_Saved entries_
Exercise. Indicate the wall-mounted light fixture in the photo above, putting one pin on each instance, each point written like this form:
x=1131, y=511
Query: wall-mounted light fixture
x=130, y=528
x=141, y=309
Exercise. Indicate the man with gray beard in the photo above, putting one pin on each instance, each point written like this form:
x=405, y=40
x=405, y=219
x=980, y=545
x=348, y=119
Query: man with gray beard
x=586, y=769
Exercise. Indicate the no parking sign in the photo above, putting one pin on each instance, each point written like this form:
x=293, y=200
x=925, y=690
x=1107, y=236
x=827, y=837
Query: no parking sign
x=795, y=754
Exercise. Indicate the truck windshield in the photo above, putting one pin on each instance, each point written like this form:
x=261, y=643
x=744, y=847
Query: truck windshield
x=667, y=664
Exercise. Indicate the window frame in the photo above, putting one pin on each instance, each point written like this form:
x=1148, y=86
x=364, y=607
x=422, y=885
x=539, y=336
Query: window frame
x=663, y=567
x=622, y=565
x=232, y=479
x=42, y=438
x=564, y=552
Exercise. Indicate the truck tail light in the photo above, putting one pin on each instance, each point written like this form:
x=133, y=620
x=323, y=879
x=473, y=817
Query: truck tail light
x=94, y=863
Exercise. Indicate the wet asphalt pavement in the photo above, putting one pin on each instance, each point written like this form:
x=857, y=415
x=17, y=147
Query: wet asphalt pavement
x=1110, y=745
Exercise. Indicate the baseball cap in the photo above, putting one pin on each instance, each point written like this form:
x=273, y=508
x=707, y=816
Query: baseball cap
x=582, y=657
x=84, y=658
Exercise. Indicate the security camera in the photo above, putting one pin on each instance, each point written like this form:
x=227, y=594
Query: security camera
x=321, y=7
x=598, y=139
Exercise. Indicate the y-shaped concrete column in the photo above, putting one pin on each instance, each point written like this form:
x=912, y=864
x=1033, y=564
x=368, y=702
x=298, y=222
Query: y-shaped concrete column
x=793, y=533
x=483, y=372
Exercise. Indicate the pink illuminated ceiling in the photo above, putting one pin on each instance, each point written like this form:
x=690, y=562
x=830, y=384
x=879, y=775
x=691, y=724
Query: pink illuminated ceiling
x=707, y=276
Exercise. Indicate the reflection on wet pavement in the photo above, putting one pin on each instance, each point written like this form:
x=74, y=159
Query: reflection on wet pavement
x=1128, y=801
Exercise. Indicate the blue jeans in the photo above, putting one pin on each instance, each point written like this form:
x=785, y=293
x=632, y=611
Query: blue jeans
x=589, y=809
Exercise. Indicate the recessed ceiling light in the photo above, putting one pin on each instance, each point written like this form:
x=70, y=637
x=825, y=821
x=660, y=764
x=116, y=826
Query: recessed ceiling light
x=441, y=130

_Exercise prompt_
Down to the last line, restate the records exactly.

_Result for this exercise_
Exercise. Indicate the wall-mounted light fixture in the photo above, putting one pin on each instance, each point written like this form:
x=1131, y=511
Query: wall-mounted light fixture
x=130, y=528
x=141, y=309
Exercise. Indicate the man with gray beard in the photo above, putting one pin on each instance, each point written like this form:
x=405, y=40
x=405, y=219
x=980, y=545
x=348, y=119
Query: man with gray beard
x=586, y=769
Exercise. Indicate the no parking sign in the photo above, putting one pin on each instance, each point written like this form:
x=293, y=200
x=925, y=690
x=1107, y=236
x=827, y=837
Query: no parking sign
x=795, y=754
Exercise. Indicate the truck windshield in the photo above, putting one pin on each instance, each point written like this form:
x=261, y=643
x=744, y=847
Query: truck windshield
x=667, y=664
Exercise. Indicate the window frame in the photo above, putting one pin on each instance, each point written like this form:
x=1148, y=86
x=364, y=607
x=422, y=885
x=539, y=336
Query: window frame
x=663, y=567
x=622, y=565
x=232, y=479
x=42, y=438
x=564, y=552
Exercise. Indicate the truck tail light in the photo above, putting one pin on each instance, each point written like this form:
x=133, y=620
x=323, y=879
x=473, y=817
Query: truck tail light
x=94, y=863
Exercise. Indicate the wet asphalt pavement in the photo above, putting one pin on each instance, each point written like this form:
x=857, y=415
x=17, y=147
Query: wet asphalt pavement
x=1110, y=745
Exercise. Indicate the baseball cap in the photo above, putting one pin on each instance, each point written like this form:
x=273, y=508
x=707, y=816
Query: baseball cap
x=582, y=657
x=84, y=658
Exercise. Indicate the security camera in the photo above, putting one pin on each instance, each point written like this form:
x=227, y=594
Query: security camera
x=321, y=7
x=598, y=139
Exercise. Indicate the y-shaped concrete column in the photo above, putting one pin on each instance, each point written like this form:
x=912, y=864
x=1033, y=564
x=368, y=702
x=298, y=222
Query: y-shaped concrete column
x=793, y=533
x=483, y=372
Exercise. Indicate the pink illuminated ceiling in the photo above, putting one pin on each instance, each point written like this form:
x=690, y=562
x=830, y=384
x=879, y=775
x=691, y=724
Query: pink illuminated ceiling
x=707, y=276
Exercise. Indicate the reflection on wet pavement in the photo above, putting one pin on each instance, each point written like this form:
x=74, y=159
Query: reflection on wet pavement
x=1128, y=801
Exercise. Indicate the blue jeans in the photo above, putting one pin on each instance, each point written like this form:
x=785, y=293
x=632, y=611
Query: blue jeans
x=589, y=809
Exercise. Indicate the recessed ceiling light in the photo above, putting one pin on each instance, each point written like this form:
x=70, y=637
x=825, y=821
x=660, y=764
x=116, y=826
Query: recessed ceiling light
x=441, y=130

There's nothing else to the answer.